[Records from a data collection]
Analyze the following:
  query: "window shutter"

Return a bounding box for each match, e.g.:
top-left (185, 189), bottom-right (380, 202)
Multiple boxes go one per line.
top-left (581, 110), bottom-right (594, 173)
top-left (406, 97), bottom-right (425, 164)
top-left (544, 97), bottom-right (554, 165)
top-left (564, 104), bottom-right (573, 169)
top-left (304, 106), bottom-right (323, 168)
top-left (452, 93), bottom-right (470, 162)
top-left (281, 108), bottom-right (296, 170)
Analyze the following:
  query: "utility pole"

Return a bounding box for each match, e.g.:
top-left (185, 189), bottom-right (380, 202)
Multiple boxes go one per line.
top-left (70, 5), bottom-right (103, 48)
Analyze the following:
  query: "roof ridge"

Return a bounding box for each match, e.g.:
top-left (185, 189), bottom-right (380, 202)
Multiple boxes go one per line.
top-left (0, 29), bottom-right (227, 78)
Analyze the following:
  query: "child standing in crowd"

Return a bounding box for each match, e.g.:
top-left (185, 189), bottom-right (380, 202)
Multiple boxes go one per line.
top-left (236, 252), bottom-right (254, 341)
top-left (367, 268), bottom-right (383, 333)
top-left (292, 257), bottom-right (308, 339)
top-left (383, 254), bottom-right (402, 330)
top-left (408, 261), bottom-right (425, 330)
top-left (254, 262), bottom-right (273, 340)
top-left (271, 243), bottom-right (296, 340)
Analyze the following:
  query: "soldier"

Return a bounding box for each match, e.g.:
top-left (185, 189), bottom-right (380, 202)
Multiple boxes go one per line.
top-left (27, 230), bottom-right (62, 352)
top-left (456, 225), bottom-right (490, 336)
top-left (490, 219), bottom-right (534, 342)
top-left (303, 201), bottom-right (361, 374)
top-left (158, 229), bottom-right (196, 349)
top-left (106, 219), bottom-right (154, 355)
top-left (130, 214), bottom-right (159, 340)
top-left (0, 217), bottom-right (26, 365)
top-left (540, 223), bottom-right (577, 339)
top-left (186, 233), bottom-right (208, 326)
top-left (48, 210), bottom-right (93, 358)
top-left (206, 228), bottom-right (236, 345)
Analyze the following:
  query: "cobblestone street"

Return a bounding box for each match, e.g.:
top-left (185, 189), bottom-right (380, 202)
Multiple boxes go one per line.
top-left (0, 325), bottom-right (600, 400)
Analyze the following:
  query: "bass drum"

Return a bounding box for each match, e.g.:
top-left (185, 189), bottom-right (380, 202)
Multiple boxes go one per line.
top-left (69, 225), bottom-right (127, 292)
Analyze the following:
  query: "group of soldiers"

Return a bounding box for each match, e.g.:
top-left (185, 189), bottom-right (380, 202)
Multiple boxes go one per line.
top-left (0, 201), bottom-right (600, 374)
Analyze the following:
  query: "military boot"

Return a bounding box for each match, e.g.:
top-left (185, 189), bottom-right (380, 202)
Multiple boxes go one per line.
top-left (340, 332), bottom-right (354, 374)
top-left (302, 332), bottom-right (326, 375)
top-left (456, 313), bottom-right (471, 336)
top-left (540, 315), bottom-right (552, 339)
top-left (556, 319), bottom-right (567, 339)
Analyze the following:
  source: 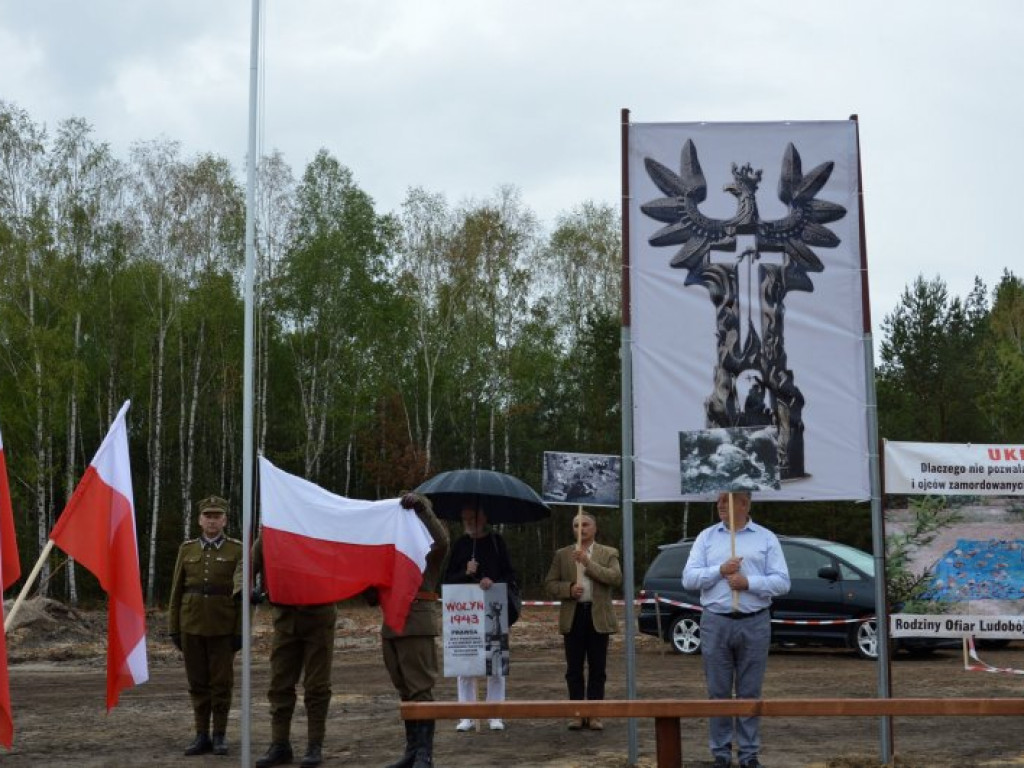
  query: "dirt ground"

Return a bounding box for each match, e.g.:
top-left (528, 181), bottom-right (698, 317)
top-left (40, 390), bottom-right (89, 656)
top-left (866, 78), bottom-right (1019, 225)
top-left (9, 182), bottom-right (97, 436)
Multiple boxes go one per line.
top-left (0, 601), bottom-right (1024, 768)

# TO DO
Can you pick out every line of the records above that contains the word "query" and copy each one? Case counts.

# COMPLETED EXERCISE
  query: "window shutter"
  query: "utility pole"
  query: "roof ridge"
  query: "child standing in crowd"
  query: "soldier"
  query: "cobblestone street"
  query: "bass drum"
  query: "group of soldiers"
  query: "military boot"
  query: "dirt ground"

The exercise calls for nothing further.